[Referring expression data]

○ ○ ○ ○ ○

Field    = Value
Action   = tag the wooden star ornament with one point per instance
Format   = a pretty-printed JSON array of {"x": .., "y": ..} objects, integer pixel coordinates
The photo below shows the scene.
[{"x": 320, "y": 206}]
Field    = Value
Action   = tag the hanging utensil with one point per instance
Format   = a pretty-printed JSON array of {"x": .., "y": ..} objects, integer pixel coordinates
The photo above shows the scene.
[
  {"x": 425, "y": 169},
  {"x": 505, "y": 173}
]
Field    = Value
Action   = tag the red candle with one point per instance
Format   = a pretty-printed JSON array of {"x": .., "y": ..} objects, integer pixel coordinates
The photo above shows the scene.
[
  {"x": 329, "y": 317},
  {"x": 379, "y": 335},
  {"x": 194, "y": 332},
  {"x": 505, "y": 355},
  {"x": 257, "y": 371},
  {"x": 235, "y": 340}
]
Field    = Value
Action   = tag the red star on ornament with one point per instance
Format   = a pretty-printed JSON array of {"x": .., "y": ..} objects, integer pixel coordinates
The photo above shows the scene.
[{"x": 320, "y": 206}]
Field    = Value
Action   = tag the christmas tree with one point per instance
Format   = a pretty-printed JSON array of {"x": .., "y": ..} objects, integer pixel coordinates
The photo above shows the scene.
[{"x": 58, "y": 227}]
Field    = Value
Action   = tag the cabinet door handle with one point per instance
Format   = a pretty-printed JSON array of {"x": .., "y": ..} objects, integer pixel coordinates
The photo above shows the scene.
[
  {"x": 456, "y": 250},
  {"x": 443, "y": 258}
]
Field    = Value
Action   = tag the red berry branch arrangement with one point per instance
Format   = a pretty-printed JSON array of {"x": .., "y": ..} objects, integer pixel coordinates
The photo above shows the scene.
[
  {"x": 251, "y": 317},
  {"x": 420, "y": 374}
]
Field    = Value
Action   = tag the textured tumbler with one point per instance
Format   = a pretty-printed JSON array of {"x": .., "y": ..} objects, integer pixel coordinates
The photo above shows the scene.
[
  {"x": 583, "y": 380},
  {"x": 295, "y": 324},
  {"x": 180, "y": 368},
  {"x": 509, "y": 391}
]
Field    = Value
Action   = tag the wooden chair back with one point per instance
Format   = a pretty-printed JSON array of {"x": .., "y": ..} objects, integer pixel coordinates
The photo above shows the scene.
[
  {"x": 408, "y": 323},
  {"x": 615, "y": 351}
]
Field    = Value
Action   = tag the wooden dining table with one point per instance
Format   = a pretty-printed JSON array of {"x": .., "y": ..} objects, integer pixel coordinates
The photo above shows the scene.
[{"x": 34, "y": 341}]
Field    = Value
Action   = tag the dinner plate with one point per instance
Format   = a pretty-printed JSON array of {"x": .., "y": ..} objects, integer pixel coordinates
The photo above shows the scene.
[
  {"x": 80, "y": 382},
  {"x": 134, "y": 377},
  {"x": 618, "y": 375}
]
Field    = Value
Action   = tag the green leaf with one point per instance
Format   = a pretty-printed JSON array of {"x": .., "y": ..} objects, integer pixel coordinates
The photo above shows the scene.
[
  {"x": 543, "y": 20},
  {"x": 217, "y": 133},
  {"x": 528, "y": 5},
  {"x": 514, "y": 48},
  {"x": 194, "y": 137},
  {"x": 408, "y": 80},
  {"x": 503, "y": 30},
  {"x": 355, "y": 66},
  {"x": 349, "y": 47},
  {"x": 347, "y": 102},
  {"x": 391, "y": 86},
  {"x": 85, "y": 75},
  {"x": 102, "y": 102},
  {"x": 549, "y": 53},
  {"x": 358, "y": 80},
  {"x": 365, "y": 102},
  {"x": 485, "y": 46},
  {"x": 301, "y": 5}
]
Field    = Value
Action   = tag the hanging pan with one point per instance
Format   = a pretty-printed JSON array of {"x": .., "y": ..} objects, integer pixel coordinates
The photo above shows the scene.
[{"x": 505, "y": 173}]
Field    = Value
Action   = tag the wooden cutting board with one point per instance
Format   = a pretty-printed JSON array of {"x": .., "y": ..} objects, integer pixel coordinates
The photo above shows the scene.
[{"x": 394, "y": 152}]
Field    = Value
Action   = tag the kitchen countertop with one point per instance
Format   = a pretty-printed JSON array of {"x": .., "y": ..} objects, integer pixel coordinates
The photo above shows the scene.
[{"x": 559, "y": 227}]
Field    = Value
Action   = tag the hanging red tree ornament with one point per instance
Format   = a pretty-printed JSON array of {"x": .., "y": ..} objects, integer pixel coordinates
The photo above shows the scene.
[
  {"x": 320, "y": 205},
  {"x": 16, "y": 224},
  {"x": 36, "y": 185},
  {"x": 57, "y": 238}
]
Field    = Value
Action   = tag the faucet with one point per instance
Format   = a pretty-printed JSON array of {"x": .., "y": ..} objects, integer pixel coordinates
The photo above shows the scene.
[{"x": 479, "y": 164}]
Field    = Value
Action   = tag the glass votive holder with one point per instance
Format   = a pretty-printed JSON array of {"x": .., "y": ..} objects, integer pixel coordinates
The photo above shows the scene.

○ ○ ○ ○ ○

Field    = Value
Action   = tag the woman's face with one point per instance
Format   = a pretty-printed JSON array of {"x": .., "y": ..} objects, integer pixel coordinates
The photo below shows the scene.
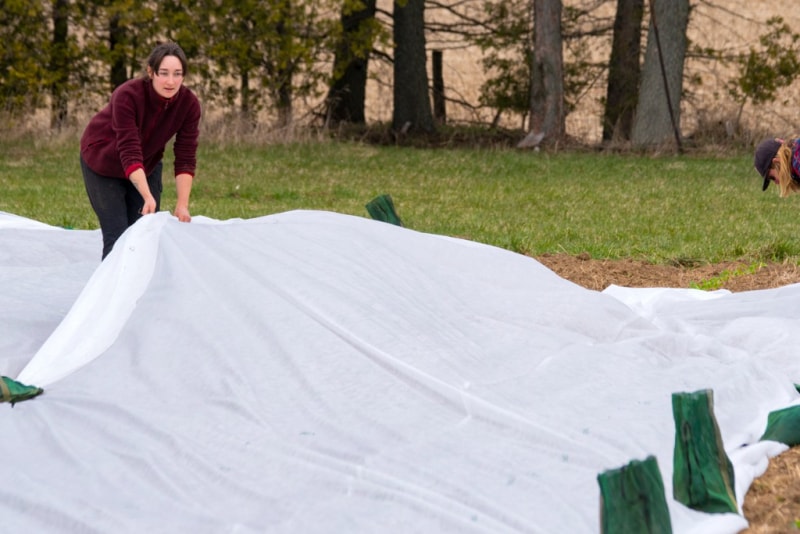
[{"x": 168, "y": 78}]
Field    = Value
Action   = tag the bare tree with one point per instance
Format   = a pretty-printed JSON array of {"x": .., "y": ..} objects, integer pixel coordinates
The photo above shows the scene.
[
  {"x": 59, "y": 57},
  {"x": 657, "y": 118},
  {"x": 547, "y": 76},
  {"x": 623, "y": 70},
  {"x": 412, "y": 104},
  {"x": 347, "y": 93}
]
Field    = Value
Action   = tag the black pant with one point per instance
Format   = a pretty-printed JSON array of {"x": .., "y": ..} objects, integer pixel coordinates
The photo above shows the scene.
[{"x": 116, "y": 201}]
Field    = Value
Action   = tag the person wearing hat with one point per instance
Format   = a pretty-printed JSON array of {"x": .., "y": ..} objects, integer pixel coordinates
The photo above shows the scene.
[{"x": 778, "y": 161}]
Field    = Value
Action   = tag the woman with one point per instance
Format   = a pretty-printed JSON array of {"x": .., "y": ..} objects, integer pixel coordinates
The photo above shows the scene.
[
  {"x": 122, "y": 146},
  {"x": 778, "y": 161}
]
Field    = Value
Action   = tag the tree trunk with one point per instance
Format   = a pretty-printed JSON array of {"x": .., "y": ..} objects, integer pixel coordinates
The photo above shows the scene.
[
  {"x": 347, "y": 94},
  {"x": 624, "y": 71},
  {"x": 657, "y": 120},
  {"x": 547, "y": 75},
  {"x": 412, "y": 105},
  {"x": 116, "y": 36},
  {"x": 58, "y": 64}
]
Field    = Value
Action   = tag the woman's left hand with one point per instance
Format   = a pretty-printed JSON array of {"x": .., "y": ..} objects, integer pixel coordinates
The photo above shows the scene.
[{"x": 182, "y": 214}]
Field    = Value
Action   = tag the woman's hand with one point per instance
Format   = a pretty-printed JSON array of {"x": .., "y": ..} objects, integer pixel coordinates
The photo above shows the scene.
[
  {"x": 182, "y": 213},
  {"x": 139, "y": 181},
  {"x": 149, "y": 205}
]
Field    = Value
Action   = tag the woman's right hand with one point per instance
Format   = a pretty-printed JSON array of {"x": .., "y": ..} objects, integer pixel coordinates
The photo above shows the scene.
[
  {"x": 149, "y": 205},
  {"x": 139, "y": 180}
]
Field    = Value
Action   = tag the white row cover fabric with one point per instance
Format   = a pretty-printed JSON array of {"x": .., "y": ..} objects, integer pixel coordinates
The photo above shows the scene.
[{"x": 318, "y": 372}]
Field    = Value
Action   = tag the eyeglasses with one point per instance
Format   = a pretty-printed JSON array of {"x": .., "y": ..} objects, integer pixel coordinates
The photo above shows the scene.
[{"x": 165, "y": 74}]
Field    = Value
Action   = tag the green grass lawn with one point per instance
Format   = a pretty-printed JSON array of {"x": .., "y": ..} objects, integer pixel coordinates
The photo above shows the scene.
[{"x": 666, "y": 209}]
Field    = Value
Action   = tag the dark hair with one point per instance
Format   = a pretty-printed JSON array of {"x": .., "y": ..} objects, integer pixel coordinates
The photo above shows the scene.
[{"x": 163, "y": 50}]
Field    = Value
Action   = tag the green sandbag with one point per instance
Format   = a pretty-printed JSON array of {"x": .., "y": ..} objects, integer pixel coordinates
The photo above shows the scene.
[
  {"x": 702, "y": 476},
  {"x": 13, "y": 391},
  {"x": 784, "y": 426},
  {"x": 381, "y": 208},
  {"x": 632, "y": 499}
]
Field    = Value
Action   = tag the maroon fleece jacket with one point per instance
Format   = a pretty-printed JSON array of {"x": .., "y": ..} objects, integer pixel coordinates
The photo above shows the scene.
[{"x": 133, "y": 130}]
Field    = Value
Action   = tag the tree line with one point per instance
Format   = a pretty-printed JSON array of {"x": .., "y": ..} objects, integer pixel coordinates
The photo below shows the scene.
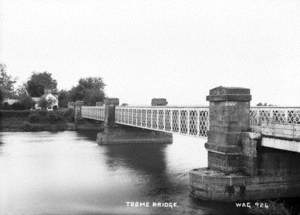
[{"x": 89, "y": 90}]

○ ○ ○ ○ ○

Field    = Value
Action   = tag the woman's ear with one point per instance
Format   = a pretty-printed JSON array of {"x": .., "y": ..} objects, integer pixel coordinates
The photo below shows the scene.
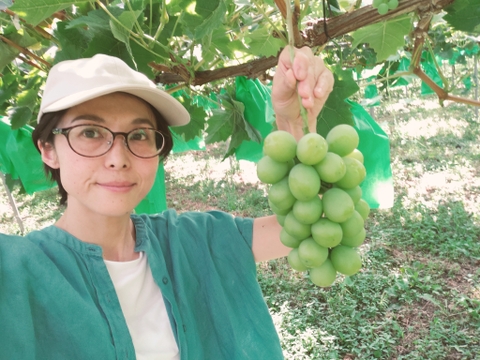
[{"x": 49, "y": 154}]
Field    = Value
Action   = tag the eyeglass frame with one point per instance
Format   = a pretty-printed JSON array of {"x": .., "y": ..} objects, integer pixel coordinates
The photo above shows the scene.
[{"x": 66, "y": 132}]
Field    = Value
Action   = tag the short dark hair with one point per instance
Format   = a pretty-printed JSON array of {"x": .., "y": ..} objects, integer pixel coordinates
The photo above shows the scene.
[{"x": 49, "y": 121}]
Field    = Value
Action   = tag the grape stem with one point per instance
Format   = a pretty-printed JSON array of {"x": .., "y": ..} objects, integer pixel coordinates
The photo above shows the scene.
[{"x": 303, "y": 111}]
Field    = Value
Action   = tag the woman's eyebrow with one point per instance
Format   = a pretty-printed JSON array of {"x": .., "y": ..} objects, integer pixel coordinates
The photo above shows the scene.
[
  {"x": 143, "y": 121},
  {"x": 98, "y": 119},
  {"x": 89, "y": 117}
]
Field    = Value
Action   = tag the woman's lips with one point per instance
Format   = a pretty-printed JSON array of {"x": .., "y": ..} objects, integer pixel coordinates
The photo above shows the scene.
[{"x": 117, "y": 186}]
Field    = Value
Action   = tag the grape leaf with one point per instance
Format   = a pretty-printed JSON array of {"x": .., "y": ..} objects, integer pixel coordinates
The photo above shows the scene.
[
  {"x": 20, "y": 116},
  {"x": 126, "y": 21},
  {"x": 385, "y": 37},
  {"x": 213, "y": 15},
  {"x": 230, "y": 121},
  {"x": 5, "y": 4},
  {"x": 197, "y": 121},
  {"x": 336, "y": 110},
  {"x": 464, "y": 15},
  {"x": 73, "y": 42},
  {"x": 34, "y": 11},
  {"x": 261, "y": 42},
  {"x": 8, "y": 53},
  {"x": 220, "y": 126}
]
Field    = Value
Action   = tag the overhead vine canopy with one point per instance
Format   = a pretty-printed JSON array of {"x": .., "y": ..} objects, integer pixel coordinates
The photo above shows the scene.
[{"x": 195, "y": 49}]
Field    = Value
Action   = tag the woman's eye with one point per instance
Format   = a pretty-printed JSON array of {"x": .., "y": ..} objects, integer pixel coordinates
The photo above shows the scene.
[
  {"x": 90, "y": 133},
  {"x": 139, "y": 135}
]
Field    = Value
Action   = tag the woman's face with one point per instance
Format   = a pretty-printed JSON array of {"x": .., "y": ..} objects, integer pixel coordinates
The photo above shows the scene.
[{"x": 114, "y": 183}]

○ ○ ○ ○ ○

The problem:
Show the lines above that have the word "star".

Exercise output:
Action   = tag the wooden star ornament with one point per instance
Action   = tag the red star on ornament with one point per instance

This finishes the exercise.